::: PASSAGE FOR REVIEW
I may be doing just that very soon, now that the most fucked up similarity between us has moved to the top of a hill most of us have to cross in our lives. His mother was diagnosed with breast cancer about 3 years ago, two years after The Death and just after they found the cancer in my Ma. Hardship bringing people closer together is a truism that you becoming wed to the more you go through with people. Anyone who knows me knows I have a history of being the excitable one. Historically, not the best in a crisis. Probably because most of the ones I dealt with I was vastly unprepared for mixing in with my overactive imagination. Since dealing with the mortality of my own parents, I know I’ve been more adult (it would be amazing to be less) when it comes to dealing with Bad Things.
I remember an bizarre calm coming over me while talking to F.S. about her being ill. A blend of focus and terror, muted by it not being directed at me, but still aching as my brother began to know suffering I understood.
::::::
::: ENTRIES SUPPLIED
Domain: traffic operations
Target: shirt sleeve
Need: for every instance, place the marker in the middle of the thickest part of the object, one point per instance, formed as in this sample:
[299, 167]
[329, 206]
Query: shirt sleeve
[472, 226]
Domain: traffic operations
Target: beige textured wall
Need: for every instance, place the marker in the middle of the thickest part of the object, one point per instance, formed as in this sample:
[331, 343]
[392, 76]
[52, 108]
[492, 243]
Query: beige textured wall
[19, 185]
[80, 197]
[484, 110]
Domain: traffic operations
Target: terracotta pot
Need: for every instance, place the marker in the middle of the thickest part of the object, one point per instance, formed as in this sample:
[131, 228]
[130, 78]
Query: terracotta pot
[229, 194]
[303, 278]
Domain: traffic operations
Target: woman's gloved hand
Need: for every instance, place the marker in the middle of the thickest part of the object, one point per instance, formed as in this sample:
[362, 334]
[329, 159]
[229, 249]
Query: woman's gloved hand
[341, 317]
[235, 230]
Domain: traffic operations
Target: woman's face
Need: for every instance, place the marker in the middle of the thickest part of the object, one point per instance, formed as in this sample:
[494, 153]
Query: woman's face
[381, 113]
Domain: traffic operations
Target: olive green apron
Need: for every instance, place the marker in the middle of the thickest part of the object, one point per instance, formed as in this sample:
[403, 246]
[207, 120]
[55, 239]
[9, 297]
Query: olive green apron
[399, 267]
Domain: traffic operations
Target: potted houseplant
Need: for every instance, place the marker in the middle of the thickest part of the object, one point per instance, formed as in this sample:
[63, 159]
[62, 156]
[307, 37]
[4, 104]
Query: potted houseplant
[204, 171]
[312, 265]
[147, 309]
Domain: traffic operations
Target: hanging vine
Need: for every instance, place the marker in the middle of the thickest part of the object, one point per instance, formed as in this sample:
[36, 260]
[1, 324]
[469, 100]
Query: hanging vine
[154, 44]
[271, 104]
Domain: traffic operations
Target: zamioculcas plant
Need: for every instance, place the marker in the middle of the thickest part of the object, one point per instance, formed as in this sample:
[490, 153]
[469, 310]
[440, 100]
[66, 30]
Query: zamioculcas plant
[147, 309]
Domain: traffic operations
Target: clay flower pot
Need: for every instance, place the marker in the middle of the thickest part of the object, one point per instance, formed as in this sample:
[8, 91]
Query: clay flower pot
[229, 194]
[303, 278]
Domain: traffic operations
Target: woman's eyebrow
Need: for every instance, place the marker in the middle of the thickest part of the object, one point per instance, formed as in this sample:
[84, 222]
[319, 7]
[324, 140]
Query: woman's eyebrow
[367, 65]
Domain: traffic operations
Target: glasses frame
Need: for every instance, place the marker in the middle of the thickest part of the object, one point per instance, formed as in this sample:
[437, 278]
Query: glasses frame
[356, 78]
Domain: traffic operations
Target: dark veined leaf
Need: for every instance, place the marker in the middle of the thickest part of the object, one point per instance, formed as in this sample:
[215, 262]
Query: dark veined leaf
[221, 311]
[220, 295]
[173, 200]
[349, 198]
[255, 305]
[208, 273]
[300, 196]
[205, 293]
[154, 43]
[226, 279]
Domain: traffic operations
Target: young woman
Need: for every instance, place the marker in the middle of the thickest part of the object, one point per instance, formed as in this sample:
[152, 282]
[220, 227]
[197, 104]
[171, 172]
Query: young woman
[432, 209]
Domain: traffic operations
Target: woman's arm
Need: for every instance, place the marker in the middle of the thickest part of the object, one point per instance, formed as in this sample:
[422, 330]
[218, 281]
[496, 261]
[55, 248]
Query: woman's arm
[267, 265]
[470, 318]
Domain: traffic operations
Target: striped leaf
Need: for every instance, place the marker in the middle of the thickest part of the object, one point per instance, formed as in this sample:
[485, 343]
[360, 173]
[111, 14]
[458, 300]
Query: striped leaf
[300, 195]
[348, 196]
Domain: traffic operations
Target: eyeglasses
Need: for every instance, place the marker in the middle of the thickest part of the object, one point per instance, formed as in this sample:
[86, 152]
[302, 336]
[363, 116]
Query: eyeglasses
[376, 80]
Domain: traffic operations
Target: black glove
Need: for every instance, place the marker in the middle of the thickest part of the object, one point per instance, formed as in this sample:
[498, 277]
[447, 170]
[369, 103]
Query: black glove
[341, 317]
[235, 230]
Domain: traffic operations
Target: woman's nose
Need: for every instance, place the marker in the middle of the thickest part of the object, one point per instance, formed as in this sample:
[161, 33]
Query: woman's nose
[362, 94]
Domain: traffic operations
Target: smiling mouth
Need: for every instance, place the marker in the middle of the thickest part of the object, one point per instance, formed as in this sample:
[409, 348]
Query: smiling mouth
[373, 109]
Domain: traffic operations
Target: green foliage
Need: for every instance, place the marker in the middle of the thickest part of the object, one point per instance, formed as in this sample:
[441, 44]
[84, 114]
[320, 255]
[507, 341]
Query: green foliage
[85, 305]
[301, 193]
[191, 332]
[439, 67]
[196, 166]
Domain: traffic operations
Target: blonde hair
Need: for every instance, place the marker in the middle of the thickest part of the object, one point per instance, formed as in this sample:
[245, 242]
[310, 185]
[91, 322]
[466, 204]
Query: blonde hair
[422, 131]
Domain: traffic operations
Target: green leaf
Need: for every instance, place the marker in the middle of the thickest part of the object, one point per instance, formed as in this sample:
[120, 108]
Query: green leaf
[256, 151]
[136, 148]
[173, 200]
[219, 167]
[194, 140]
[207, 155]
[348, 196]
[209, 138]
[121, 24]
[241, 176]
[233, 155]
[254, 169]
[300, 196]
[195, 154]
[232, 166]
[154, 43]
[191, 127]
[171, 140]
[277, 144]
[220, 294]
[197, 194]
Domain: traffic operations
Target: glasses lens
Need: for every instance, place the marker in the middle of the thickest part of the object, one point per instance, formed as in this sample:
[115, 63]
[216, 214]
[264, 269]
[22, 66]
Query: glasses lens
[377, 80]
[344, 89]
::::::
WORK ORDER A —
In the passage about cancer in the family, how long ago was his mother diagnosed with breast cancer?
WORK ORDER B —
Print the part of the passage about cancer in the family starting with "I may be doing" and going on through "with Bad Things.".
The records have no connection to the text.

WRITTEN RESPONSE A —
About three years ago.

WRITTEN RESPONSE B —
I may be doing just that very soon, now that the most fucked up similarity between us has moved to the top of a hill most of us have to cross in our lives. His mother was diagnosed with breast cancer about 3 years ago, two years after The Death and just after they found the cancer in my Ma. Hardship bringing people closer together is a truism that you becoming wed to the more you go through with people. Anyone who knows me knows I have a history of being the excitable one. Historically, not the best in a crisis. Probably because most of the ones I dealt with I was vastly unprepared for mixing in with my overactive imagination. Since dealing with the mortality of my own parents, I know I’ve been more adult (it would be amazing to be less) when it comes to dealing with Bad Things.